(Supplied data):
-----

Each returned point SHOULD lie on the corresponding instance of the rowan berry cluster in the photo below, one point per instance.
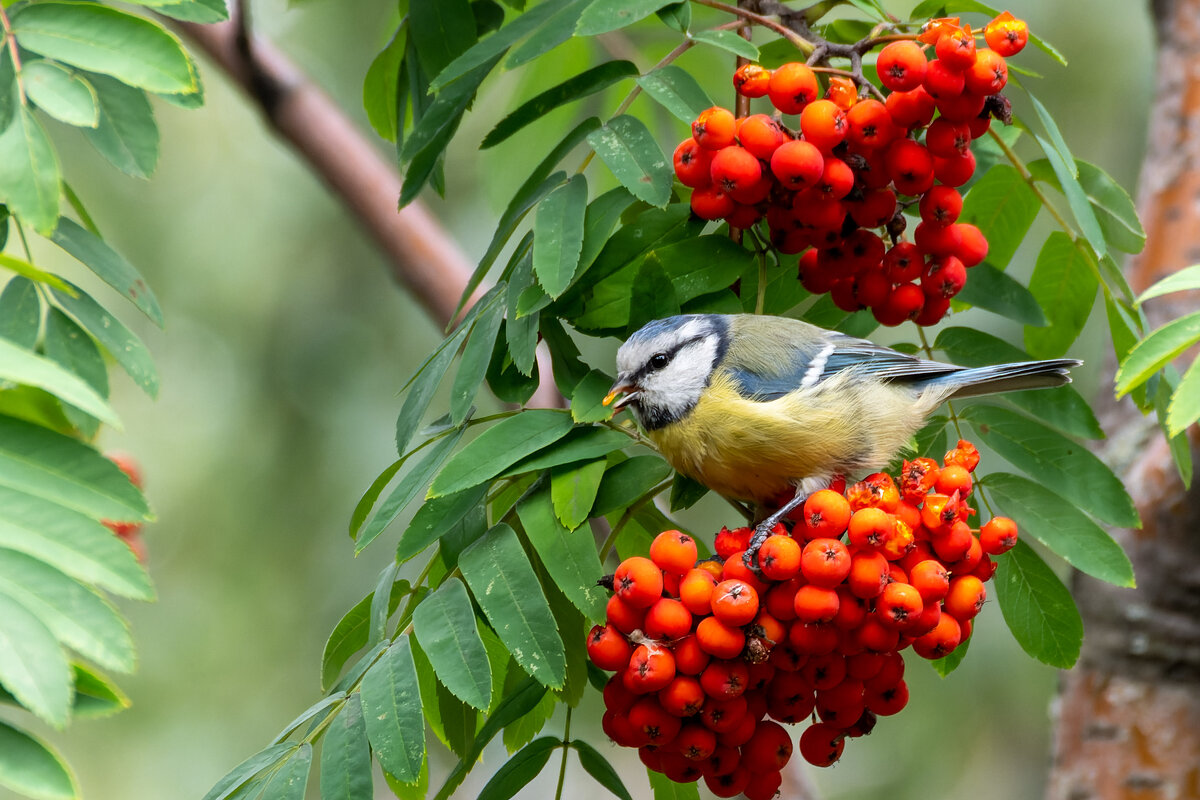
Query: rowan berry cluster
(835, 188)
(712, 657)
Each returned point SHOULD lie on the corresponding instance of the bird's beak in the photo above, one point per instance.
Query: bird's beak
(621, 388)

-----

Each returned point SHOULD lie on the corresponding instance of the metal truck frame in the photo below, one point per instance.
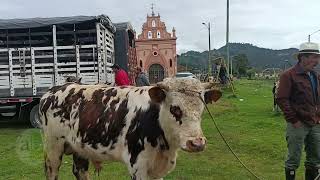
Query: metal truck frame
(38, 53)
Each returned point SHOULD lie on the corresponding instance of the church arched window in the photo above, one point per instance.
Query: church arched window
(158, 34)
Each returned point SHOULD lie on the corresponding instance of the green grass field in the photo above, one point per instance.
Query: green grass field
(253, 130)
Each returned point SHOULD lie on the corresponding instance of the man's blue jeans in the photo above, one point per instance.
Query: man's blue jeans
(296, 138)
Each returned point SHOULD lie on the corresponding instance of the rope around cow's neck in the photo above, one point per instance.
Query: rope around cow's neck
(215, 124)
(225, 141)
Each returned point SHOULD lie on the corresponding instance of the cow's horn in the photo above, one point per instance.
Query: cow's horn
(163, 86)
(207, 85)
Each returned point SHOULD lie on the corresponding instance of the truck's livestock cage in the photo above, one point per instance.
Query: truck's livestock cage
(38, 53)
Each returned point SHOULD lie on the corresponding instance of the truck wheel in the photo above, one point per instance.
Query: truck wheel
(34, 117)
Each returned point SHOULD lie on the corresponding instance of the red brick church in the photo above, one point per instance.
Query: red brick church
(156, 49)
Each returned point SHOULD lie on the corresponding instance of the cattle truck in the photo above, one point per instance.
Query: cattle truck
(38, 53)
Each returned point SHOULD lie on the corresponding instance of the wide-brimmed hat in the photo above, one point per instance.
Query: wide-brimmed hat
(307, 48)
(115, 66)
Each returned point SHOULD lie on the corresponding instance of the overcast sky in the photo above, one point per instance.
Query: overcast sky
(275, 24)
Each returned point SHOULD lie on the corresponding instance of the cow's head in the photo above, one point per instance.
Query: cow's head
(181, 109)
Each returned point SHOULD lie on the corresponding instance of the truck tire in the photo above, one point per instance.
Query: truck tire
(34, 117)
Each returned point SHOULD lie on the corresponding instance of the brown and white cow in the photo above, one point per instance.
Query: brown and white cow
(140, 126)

-----

(Challenge): How many lines in the items above contain the word "church"? Reply with the number alone.

(Exercise solution): 4